» Work to complete
Pictures stay out. Extract the lines below from the first one through the line with "436L220 442L240 430H226L207", both included.

» Data section
'''

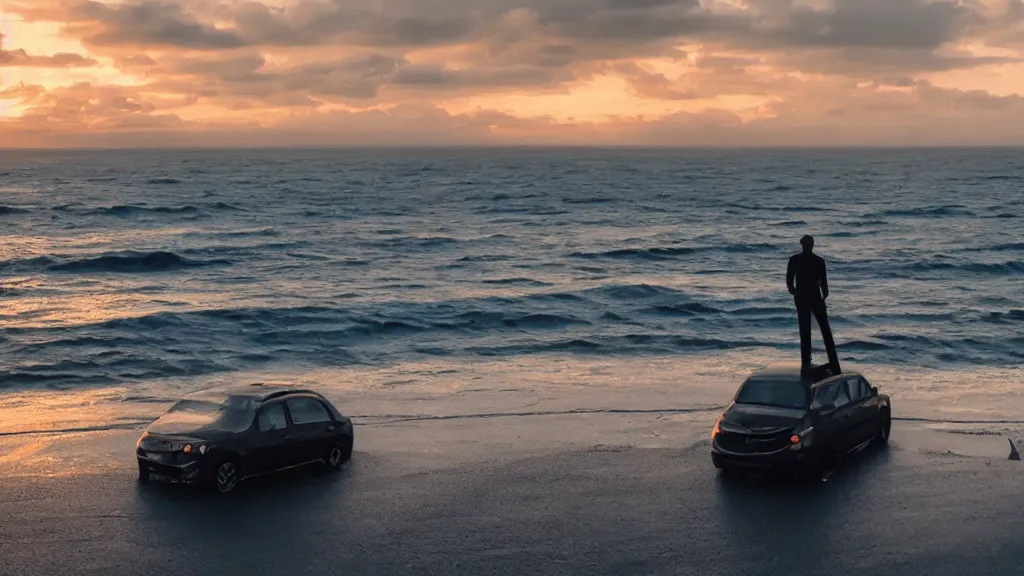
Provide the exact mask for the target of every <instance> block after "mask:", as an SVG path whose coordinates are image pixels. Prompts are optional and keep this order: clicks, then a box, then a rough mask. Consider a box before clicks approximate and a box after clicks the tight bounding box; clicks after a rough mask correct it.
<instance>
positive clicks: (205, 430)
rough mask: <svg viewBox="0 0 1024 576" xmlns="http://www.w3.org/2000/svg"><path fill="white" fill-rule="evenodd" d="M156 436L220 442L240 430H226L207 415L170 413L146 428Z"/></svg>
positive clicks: (156, 420)
mask: <svg viewBox="0 0 1024 576" xmlns="http://www.w3.org/2000/svg"><path fill="white" fill-rule="evenodd" d="M145 429H146V431H148V433H150V434H154V435H159V436H162V437H170V438H191V439H197V440H207V441H211V440H218V439H220V438H223V437H225V436H230V435H232V434H238V431H239V430H231V429H226V427H225V426H224V425H223V424H222V423H221V422H220V421H218V420H217V419H215V418H211V417H208V416H206V415H205V414H188V413H170V414H164V415H163V416H161V417H160V418H158V419H157V420H156V421H154V422H153V423H152V424H150V425H148V426H147V427H146V428H145Z"/></svg>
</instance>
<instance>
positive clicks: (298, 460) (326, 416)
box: [287, 396, 337, 464]
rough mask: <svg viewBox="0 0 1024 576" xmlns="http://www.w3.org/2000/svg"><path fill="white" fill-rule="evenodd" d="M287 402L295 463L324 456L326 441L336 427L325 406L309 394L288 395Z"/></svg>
mask: <svg viewBox="0 0 1024 576" xmlns="http://www.w3.org/2000/svg"><path fill="white" fill-rule="evenodd" d="M287 402H288V412H289V413H290V414H291V416H292V424H293V426H294V427H295V433H294V434H295V437H296V439H297V442H296V448H295V453H294V454H293V457H294V458H295V463H296V464H301V463H305V462H311V461H313V460H316V459H318V458H326V457H327V453H328V441H329V440H330V439H331V438H332V437H333V434H334V431H335V429H336V428H337V424H336V423H335V422H334V420H332V419H331V413H330V412H328V410H327V407H325V406H324V403H322V402H321V401H319V400H318V399H316V398H314V397H311V396H296V397H290V398H289V399H288V401H287Z"/></svg>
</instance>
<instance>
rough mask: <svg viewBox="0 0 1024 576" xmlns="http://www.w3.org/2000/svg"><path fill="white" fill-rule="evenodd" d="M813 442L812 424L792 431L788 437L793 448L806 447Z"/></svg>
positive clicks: (813, 440) (813, 441)
mask: <svg viewBox="0 0 1024 576" xmlns="http://www.w3.org/2000/svg"><path fill="white" fill-rule="evenodd" d="M813 442H814V426H809V427H806V428H804V429H802V430H796V431H794V434H793V436H791V437H790V446H791V447H792V448H793V449H794V450H802V449H804V448H808V447H810V446H811V444H812V443H813Z"/></svg>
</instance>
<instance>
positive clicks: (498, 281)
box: [481, 278, 554, 288]
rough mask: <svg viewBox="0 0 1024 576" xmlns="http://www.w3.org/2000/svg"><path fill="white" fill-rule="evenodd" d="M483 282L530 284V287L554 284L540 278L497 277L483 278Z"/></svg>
mask: <svg viewBox="0 0 1024 576" xmlns="http://www.w3.org/2000/svg"><path fill="white" fill-rule="evenodd" d="M481 282H482V283H483V284H493V285H497V286H528V287H537V288H542V287H547V286H554V285H553V284H551V283H550V282H542V281H540V280H534V279H532V278H497V279H492V280H482V281H481Z"/></svg>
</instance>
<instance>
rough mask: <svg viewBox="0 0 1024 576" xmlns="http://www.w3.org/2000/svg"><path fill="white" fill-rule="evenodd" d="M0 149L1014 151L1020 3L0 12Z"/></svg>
mask: <svg viewBox="0 0 1024 576" xmlns="http://www.w3.org/2000/svg"><path fill="white" fill-rule="evenodd" d="M0 31H2V34H3V45H2V49H0V75H2V76H0V78H2V82H0V147H12V148H20V147H81V146H98V147H106V146H113V147H116V146H132V147H134V146H174V145H182V146H195V145H203V146H207V145H214V146H215V145H224V146H241V145H290V143H312V145H328V143H329V145H360V143H369V145H374V143H470V142H485V143H634V145H637V143H639V145H684V146H687V145H829V143H838V145H850V143H853V145H871V143H882V145H885V143H916V145H928V143H942V145H949V143H995V145H1007V143H1010V145H1021V143H1024V128H1022V126H1024V98H1022V94H1024V64H1022V61H1024V60H1022V58H1024V3H1022V1H1021V0H983V1H979V2H957V1H953V0H884V1H883V0H828V1H826V0H821V1H813V2H810V1H800V2H797V1H786V0H781V1H777V0H775V1H773V0H731V1H725V0H700V1H698V0H644V1H636V2H628V1H622V0H594V1H582V0H545V1H543V2H541V1H539V0H483V1H482V2H481V1H477V0H473V1H471V0H434V1H431V2H419V1H416V2H414V1H412V0H378V1H376V2H369V3H368V2H355V1H349V0H296V1H289V2H281V1H279V2H269V1H266V0H263V1H262V2H241V1H234V0H214V1H199V0H125V1H113V0H104V1H85V0H0Z"/></svg>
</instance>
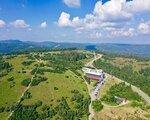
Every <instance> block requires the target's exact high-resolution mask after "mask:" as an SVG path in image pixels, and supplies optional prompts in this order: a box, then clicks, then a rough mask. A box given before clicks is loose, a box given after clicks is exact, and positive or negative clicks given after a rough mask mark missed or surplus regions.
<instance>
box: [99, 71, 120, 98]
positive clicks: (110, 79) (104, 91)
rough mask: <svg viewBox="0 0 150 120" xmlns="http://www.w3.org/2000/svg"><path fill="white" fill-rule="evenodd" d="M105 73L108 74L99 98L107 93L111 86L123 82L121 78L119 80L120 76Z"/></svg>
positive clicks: (100, 90)
mask: <svg viewBox="0 0 150 120" xmlns="http://www.w3.org/2000/svg"><path fill="white" fill-rule="evenodd" d="M105 74H106V78H105V83H104V84H103V85H102V86H101V89H100V92H99V98H101V97H102V96H103V95H105V94H106V93H107V91H108V90H109V88H111V86H113V85H115V84H119V83H121V82H122V81H121V80H119V79H118V78H116V77H114V76H112V75H109V74H107V73H105Z"/></svg>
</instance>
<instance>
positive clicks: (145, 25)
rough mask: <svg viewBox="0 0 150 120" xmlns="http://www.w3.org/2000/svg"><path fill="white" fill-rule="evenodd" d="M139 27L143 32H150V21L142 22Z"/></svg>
mask: <svg viewBox="0 0 150 120" xmlns="http://www.w3.org/2000/svg"><path fill="white" fill-rule="evenodd" d="M138 29H139V31H140V33H142V34H150V21H148V22H142V23H140V24H139V26H138Z"/></svg>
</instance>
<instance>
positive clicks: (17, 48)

'''

» Result
Provide the exact mask for the target of every <instance> block after "mask:", as an SVG path whose coordinates are image pixels. Prompts are optional and keep this order: clicks, then a box, then a rough mask. Consider a box before clicks approximate and a box after clicks the tight bounding box; clicks after a rough mask correct it.
<instance>
positive clicks: (205, 430)
rough mask: <svg viewBox="0 0 1024 576" xmlns="http://www.w3.org/2000/svg"><path fill="white" fill-rule="evenodd" d="M156 436L220 442L240 430H226L207 415L170 413L146 428Z"/></svg>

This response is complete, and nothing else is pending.